### Textauszug:
________________________________________

4. September 2001 - Shit happens

Guten Morgen Regen. Der Himmel wolkenverhangen, teilweise eine dichte, dunkle Decke. Doch an den allerdunkelsten Stellen lockert es auf. Oder ist das Einbildung? Doch, es wird besser - nur nicht in unserer Richtung. Aber egal, darauf können wir keine Rücksicht nehmen.

Wir machen uns auf in Richtung Vinadio. Kurz dahinter kommt der Abzweiger zum Colle della Lombarda. Ein hübsches kleines Sträßchen mit interessanten Schluchten. Die Domi ist ja in der Startphase immer etwas übellaunig. Aber heute schießt sie den Vogel ab. Wann immer die Pilotin vor der Kurve herunter schaltet (gar in den ersten zurück), stottert und klappert sie gar fürchterbar und kann nur mit weiblichen Feingefühl am Leben erhalten werden. Oben am Col liegen meine Nerven aber blank - mittels Schraubenzieher wird das Standgas ordentlich aufgedreht. Immerhin haben wir noch ganz andere Höhen auf der Rechnung. Und tatsächlich ein völlig neues Fahrgefühl. Toll! (Dumm nur, daß sie von nun an im Tal mit 2000er Leerlauf protzt.)

________________________________________

### Gestellte Aufgabe 1:
Zeige bitte jede Zeile der Datensätze, in der die Zeichenfolge „line“ vorkommt, wobei Groß- und Kleinschreibung zu beachten ist.
Der Textauszug und die Datensätze haben inhaltlich nichts miteinander zu tun.

### Datensätze zur Aufgabe:
________________________________________

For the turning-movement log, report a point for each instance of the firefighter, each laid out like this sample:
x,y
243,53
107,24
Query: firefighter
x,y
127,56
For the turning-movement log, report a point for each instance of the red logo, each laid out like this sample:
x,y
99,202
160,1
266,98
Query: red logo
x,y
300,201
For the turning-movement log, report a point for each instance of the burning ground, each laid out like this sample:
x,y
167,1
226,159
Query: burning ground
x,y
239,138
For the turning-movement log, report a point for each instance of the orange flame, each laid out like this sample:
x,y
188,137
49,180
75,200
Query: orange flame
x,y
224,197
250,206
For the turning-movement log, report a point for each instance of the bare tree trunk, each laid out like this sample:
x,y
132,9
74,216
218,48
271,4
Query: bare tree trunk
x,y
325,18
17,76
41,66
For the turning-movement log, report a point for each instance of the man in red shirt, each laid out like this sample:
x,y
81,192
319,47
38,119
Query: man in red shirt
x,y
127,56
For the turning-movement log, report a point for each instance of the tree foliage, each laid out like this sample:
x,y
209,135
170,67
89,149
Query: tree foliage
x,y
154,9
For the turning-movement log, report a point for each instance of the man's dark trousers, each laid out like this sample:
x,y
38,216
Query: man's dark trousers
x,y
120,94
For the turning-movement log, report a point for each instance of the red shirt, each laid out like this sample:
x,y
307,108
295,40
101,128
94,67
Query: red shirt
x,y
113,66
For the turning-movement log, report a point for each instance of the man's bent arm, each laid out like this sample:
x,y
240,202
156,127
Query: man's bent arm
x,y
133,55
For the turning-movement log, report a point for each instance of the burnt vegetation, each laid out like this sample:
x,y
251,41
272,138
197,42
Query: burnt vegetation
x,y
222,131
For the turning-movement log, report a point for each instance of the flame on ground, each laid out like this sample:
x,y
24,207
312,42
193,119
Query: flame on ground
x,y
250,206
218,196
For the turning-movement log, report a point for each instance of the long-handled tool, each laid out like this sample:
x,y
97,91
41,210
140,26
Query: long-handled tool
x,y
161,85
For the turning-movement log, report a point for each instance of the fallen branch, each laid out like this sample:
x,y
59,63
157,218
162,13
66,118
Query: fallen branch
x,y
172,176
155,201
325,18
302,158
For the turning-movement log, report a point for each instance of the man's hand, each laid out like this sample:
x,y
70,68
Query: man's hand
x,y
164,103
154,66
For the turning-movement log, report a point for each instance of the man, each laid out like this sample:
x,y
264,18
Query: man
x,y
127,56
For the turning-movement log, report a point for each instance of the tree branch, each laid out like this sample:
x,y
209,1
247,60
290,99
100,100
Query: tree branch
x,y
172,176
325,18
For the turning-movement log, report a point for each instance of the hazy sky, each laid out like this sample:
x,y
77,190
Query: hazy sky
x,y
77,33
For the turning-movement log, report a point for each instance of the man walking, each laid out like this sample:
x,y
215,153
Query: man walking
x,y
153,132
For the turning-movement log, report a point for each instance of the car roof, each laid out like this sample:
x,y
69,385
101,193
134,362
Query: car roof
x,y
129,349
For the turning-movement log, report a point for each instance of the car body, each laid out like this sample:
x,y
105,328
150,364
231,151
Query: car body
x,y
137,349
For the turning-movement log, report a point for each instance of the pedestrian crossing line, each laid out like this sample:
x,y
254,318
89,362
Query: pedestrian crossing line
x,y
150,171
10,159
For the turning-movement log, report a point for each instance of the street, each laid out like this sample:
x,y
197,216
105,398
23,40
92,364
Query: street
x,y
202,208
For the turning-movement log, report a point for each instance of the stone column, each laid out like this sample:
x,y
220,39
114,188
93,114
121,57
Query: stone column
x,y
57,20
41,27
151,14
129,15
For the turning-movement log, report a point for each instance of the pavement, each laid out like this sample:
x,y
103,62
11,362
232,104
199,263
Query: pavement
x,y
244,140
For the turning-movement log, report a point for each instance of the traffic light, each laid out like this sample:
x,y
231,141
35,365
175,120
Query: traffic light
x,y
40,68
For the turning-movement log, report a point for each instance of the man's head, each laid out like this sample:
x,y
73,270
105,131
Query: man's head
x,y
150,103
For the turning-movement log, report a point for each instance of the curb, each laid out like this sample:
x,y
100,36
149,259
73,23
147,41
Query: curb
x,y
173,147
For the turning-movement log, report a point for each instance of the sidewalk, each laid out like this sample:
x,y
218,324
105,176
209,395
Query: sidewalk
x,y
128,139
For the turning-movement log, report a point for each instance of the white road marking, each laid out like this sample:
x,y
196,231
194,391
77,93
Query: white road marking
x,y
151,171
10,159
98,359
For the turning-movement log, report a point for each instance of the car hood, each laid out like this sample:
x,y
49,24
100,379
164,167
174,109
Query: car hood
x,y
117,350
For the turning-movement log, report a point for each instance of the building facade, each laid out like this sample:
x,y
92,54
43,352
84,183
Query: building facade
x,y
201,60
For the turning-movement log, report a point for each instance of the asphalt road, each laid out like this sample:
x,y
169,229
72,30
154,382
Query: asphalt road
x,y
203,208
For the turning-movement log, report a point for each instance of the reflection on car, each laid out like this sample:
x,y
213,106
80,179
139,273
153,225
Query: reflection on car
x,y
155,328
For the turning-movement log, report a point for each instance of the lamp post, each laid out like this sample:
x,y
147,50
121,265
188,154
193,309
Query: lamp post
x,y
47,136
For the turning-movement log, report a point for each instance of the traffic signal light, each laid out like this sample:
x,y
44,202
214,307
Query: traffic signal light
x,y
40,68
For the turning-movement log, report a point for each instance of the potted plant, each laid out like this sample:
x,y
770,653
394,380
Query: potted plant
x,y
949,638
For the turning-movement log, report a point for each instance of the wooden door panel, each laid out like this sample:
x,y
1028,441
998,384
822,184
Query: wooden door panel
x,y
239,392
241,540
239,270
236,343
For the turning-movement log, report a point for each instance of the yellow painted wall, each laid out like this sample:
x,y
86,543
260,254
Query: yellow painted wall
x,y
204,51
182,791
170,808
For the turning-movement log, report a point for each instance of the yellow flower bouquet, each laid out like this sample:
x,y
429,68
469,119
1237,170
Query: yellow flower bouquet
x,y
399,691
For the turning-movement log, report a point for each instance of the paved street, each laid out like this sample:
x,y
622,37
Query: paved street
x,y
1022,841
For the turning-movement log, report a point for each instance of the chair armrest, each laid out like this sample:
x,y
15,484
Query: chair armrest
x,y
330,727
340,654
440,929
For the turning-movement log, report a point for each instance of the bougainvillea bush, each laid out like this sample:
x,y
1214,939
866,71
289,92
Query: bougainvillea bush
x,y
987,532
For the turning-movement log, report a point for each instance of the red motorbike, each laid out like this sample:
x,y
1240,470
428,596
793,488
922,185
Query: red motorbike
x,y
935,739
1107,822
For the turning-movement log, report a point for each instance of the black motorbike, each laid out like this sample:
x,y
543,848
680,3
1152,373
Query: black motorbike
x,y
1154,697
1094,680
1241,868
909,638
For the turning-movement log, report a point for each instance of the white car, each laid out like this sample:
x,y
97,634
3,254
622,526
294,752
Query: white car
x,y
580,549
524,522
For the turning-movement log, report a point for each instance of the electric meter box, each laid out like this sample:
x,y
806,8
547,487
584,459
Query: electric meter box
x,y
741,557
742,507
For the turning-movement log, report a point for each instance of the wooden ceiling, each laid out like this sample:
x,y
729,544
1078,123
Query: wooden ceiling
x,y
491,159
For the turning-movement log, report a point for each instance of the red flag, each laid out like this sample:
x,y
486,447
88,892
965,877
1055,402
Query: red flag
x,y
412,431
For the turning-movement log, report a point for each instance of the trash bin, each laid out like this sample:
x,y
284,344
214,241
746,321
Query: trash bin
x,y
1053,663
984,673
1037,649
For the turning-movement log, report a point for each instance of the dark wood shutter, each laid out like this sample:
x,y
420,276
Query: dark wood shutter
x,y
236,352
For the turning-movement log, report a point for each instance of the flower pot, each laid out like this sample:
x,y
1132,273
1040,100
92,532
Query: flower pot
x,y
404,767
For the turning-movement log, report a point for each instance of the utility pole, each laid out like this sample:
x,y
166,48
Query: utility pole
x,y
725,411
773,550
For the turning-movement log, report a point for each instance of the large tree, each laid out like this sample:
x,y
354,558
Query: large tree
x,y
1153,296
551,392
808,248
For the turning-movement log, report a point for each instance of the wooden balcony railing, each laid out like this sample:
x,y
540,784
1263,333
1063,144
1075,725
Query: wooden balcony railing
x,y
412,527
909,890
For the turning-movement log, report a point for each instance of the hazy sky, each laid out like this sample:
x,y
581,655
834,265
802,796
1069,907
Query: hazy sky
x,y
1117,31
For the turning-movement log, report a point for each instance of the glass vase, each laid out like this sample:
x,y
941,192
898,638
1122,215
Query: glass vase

________________________________________

### Gestellte Aufgabe 2:
Beantworte anhand des Textauszugs diese Fragen:
(a) In welche Richtung machen sich die Reisenden auf?
(b) Mit welchem Werkzeug wird das Standgas aufgedreht?
(c) Mit welchem Leerlauf protzt die Domi von nun an im Tal?

### Lösung 1:
For the turning-movement log, report a point for each instance of the pedestrian crossing line, each laid out like this sample:
Query: pedestrian crossing line

### Lösung 2:
(a) In Richtung Vinadio.
(b) Mit einem Schraubenzieher.
(c) Mit einem 2000er Leerlauf.